Start of Material for this task

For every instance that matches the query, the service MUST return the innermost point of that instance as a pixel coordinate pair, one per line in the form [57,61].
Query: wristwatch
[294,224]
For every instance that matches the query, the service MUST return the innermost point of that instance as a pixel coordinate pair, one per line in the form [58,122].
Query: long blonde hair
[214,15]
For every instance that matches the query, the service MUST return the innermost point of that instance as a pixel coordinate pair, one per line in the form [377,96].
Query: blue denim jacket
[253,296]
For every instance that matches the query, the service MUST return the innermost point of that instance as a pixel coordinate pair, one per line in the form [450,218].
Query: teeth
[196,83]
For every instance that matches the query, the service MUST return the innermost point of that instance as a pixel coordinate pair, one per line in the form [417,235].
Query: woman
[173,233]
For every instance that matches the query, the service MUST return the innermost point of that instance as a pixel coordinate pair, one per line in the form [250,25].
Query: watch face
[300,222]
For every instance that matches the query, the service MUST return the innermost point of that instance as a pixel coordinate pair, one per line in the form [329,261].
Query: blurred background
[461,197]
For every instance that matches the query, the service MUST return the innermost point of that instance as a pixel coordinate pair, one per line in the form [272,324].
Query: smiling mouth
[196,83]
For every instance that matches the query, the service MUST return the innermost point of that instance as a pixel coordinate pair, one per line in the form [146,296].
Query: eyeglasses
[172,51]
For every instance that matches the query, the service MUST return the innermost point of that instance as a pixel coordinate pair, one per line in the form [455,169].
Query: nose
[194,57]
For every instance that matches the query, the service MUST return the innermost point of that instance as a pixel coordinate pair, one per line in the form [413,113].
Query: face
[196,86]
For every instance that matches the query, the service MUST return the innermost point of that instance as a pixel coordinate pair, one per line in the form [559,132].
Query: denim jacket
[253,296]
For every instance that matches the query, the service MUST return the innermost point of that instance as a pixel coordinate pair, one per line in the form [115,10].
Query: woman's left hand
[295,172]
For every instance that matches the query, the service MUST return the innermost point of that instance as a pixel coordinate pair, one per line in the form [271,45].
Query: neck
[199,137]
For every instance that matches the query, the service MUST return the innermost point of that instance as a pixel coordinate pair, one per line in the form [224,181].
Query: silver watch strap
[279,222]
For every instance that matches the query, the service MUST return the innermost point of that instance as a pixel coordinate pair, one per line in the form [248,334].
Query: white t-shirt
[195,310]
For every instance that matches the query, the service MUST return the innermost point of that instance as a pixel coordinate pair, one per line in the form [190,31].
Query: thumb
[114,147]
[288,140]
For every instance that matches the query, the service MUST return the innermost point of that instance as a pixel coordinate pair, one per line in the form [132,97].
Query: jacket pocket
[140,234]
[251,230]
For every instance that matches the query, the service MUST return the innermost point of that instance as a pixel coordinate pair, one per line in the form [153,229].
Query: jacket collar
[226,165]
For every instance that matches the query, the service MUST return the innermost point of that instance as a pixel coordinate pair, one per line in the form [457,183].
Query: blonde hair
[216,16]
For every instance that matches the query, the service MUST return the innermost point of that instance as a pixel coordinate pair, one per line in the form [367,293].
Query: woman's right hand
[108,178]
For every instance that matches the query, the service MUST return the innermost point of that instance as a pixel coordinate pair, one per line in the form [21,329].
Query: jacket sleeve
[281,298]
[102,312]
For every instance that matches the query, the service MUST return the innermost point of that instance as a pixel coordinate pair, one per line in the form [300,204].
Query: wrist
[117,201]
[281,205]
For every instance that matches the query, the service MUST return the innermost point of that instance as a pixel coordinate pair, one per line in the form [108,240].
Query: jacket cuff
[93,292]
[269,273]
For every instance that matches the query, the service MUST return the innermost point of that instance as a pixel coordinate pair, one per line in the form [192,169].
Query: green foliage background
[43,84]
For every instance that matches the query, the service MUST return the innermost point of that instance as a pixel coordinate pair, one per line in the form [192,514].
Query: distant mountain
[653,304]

End of Material for this task

** Task details **
All lines from the one holding "the form [108,240]." through the end of the entries need to be given again exactly. Leave out the others.

** Reply **
For every instance that matches the query, the service MUST return the innermost point of that instance as a pixel coordinate pair, one per line in the form [108,240].
Query: jacket cuff
[93,292]
[269,273]
For every instance that matches the query, the service MUST return the innermost point of that instance as a pixel coordinate pair, one per line in the form [192,169].
Query: green foliage background
[43,84]
For every instance that matches the query, the service MUST return the innermost point of that instance as a pixel coordinate pair, one per line in the form [192,514].
Query: distant mountain
[653,304]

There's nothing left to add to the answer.